=== Exercise instructions ===
Count the lines in the material below that contain the string "frame", treating uppercase and lowercase letters as different. Reply with the number alone.

=== Entries shown ===
═══
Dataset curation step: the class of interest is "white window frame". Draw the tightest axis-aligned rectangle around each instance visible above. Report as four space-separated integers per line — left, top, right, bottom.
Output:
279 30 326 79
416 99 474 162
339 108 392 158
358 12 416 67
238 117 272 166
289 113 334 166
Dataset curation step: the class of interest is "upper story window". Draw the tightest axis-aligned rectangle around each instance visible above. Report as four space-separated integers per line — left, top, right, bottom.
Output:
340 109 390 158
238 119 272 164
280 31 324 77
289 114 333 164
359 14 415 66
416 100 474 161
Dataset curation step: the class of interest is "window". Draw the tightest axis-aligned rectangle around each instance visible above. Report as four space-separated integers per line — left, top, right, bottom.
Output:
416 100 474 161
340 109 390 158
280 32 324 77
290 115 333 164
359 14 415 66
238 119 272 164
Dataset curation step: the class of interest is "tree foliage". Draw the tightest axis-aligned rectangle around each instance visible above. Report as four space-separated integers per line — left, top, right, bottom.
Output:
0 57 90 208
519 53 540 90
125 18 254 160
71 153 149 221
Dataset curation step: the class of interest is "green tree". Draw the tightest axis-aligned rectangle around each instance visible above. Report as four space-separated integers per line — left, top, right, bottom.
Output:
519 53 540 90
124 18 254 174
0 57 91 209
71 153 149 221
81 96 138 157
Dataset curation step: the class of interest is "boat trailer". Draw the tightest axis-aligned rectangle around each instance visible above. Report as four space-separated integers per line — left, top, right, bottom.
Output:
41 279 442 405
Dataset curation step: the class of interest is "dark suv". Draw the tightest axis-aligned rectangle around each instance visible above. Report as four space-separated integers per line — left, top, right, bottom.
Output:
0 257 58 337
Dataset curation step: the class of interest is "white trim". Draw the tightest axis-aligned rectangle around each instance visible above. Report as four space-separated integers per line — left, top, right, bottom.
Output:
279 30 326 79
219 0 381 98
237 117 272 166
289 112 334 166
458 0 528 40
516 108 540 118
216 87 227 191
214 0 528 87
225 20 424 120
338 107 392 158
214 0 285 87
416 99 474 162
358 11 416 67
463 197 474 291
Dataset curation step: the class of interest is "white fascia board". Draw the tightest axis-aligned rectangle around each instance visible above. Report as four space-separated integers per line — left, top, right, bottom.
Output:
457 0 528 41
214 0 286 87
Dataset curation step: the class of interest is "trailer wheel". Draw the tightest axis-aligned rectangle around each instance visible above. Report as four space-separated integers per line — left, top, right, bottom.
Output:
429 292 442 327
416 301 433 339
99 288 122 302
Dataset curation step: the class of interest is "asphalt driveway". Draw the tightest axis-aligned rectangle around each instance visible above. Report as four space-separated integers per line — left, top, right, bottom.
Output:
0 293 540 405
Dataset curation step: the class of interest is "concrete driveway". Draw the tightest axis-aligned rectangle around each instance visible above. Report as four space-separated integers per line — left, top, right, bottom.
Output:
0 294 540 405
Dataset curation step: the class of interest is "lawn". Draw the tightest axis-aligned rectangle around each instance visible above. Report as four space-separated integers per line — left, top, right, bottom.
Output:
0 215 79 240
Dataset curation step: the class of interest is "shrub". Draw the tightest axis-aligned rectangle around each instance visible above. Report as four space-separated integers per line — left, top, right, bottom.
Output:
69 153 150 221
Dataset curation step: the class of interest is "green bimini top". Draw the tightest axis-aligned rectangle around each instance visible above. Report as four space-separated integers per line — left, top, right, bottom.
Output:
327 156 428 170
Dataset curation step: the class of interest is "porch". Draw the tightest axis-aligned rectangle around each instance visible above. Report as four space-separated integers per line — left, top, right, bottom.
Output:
═══
=== Answer to this exercise ===
1